• ASSIGNMENT
Beneath this task are records; print exactly the stretch of them from the line with "For each target, an" through the line with "box: [211, 23, 341, 365]", both ends included.

• EXERCISE DATA
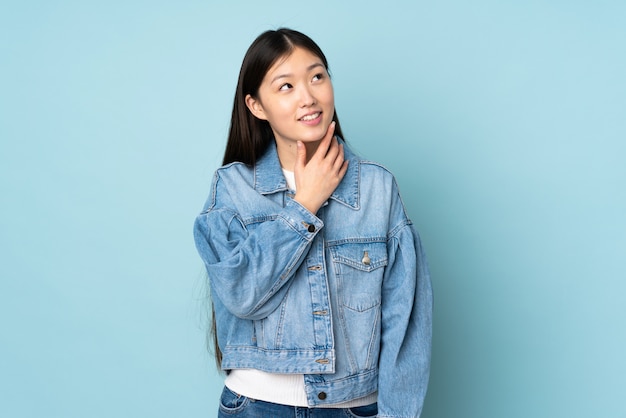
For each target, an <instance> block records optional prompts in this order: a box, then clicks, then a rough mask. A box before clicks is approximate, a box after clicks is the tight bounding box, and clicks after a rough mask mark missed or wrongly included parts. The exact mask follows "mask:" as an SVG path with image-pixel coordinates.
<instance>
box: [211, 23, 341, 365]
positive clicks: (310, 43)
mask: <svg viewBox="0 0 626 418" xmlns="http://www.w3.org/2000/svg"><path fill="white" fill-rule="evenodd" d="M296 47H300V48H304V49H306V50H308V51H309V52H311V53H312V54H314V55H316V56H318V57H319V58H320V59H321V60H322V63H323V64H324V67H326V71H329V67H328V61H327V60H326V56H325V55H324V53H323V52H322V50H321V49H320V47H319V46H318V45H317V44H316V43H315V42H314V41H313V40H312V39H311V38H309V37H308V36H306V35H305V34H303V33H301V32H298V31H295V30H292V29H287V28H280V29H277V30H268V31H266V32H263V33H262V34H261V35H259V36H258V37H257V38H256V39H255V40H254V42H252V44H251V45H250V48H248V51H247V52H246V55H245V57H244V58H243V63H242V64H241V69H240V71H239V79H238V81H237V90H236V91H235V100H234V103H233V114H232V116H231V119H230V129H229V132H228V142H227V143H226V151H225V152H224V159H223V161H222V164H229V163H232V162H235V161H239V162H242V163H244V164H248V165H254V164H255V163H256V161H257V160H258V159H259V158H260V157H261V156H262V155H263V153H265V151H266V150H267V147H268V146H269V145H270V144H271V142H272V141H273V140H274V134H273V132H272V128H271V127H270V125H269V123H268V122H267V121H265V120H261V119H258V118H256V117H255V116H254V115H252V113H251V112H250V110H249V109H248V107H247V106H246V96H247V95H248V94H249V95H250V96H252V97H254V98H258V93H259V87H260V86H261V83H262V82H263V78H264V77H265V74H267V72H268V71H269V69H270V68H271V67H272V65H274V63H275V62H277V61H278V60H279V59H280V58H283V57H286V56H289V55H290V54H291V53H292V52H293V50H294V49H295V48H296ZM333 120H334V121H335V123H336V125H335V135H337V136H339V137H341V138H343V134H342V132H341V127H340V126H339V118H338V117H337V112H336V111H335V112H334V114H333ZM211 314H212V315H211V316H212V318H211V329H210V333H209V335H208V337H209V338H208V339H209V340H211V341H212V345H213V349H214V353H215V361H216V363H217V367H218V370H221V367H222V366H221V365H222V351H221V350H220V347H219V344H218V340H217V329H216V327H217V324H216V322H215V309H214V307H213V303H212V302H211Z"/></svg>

...

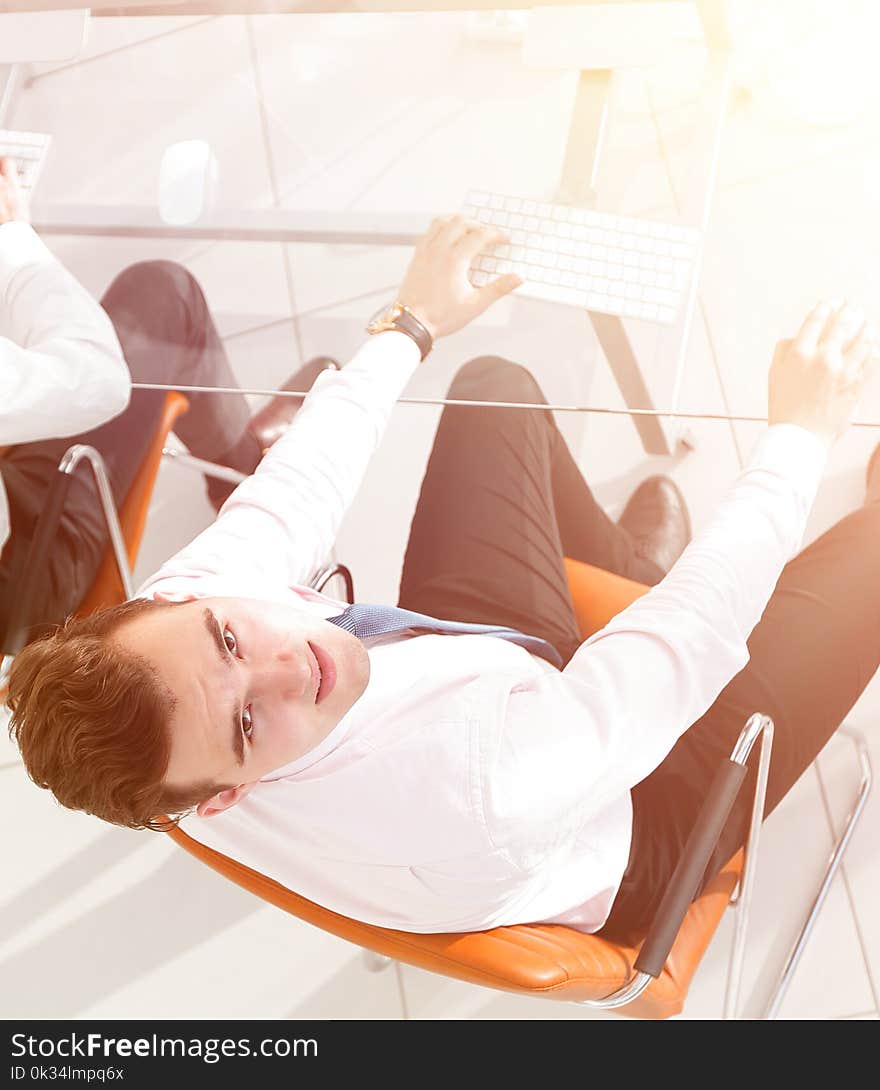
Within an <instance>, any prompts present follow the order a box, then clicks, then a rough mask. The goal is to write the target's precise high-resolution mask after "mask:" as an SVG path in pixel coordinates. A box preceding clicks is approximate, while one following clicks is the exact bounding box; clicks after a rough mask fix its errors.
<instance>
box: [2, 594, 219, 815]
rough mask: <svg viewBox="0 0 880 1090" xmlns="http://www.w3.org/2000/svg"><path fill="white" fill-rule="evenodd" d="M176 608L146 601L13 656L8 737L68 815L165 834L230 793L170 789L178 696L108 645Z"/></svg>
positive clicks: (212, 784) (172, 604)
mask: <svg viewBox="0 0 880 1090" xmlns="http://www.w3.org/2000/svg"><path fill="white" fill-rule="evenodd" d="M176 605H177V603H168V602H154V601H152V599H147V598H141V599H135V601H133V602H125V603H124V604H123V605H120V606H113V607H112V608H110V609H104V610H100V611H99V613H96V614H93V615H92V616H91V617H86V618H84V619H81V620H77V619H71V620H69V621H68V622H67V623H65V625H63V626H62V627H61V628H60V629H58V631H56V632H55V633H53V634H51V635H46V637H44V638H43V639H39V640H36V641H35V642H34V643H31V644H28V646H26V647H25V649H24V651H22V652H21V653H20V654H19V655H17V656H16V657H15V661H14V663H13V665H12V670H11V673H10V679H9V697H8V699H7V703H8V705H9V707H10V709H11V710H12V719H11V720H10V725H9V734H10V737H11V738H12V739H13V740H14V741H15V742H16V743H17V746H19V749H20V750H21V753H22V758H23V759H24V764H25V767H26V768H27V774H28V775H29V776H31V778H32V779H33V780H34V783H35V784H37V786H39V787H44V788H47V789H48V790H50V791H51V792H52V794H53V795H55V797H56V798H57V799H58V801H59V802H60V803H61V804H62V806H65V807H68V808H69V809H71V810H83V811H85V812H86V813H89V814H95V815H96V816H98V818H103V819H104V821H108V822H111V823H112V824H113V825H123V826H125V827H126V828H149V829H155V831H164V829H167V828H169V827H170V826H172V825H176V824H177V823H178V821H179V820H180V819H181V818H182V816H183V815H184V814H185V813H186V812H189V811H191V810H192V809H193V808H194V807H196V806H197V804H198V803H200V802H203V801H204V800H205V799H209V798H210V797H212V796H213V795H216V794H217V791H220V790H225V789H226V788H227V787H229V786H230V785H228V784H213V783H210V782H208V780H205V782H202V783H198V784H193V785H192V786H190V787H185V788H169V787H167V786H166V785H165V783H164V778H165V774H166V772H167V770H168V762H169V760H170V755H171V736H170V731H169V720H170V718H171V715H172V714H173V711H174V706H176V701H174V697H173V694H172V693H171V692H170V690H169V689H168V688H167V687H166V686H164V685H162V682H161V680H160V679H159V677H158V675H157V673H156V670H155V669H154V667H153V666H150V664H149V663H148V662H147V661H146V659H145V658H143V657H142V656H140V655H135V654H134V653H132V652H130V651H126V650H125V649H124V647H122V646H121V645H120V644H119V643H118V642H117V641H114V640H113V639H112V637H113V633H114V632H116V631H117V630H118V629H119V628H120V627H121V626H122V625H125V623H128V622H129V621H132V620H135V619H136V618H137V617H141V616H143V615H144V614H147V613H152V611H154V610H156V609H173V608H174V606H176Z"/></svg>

• EXERCISE RESPONSE
For each target, an <instance> block records optional prompts in this order: a box, then clicks, then a rough mask. A box before clicks is approximate, a box after clicks is the tight bounding box, and clicks after a rough mask mark missed or wrongly included parts. The exact mask follows "mask:" as an SVG path with image-pixel coordinates.
<instance>
box: [211, 23, 341, 365]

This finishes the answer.